The Arts Club at Home:
Author Reading and Novel Discussion
LOUIS MITLER
"The Snake That Did Not Bite: Nuriye's World"
Wednesday, July 15 at 3:00 pm
OPEN TO MEMBERS - FREE

An exotic multicultural novel by Louis Mitler, Arts Club of Washington member with an expertise in Turkish literature and culture.
“Let the snake that does not bite me live one thousand years.”
Ottoman Turkish proverb1973
The First Bridge opens in Istanbul, linking Asia and Europe. On her last night in her mansion overlooking the Bosporus, Ottoman aristocrat Nuriye reflects on the seventy years of Turkish and world history and the human conditions she has experienced. Born the daughter of a demoted but revered general, the motherless Nuriye is raised by a Bambara slave and an English governess.
Like the First Bridge, Nuiye’s life spans multiple cultures: the African religion of her nurse, the severe British strictures of her governess and the transition from the suffocating world of the late Ottoman Empire to modern Turkey. Nuriye manages to retain her personal integrity and her home through years of a childless and chaotic marriage and the efforts of her family to evict her from it.
Told over the course of a single day in seven tales, corresponding to the five canonical prayers of Islam and the night before and after them and spoken to a recording machine, whose tapes Nuriye compares to a snake, Nuriye’s life is itself a bridge from the Darkness Before the dawn to the Night After the Last Prayer. But it’s in the darkest hours that Nuriye wonders how the Snake of Destiny chooses its victims. Is her family under a curse as she’s often been told?

#### Data shown:
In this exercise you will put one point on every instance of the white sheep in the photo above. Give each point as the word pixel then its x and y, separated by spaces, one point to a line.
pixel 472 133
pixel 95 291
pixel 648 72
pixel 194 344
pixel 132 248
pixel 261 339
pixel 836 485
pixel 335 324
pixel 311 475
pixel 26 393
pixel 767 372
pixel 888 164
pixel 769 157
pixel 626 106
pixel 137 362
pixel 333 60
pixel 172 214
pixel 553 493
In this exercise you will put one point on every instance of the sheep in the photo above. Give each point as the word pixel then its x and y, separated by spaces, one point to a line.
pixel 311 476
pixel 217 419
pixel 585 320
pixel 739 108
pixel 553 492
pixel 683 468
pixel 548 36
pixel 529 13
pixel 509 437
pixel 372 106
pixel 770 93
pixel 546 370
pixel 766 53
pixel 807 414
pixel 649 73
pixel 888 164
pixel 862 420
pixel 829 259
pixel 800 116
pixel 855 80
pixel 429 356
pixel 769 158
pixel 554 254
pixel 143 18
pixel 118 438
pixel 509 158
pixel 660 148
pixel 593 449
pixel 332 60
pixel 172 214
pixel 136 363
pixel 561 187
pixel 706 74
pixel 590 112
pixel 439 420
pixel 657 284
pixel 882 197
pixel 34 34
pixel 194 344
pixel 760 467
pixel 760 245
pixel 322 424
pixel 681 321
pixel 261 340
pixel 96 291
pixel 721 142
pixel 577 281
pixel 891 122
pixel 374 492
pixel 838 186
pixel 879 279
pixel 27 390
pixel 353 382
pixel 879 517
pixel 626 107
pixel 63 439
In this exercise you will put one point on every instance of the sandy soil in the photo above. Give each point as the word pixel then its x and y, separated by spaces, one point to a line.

#### Written instruction:
Carry the Arts Club notice about Louis Mitler's novel forward, starting right after its final sentence. Nothing here depends on the items.

#### Reply:
About the Author
Louis Mitler was born in Lexington, KY. He attended elementary and high school in Lexington and Miami Beach, FL. While on a visit to Turkey with family friends, in the midst of the Turkish Revolution of 1960, he became deeply involved in the culture and life of that country and returned there in 1965 to finish his undergraduate studies in the School of Letters (Edebiyat), Department of Philosophy. He holds an MA in History and a Master’s in Library Science from the University of Kentucky, Lexington, KY. He worked as Turkish Cataloger at the Library of Congress, Washington, DC for several years.
He studied Italian at Collegio San Damiano, Assisi, Italy for a year and has conducted research in the Archevium Segretum of the Vatican for his study on ‘”The Genoese of Galata,” Cambridge, 1979.
Mitler lived a total of seven years in Turkey, mainly in Istanbul and Ankara, during which time be became acquainted with people of varying social classes and backgrounds who shared with him their outlooks on the history of their country and their own life experiences.
He is a translator of Turkish and Azerbaijani, a Life Member of the American Translators Association and Owner of TRS Translation Services, currently living in Charlottesville, VA and is the author of several reference books dealing with Turkish literature and the translator of contemporary Turkish authors.
The reading and discussion with the author will be live online via Zoom on Wednesday, July 15 at 3:00 pm. The event is free.
If you would like to read the novel before the event,
you can purchase it on Amazon.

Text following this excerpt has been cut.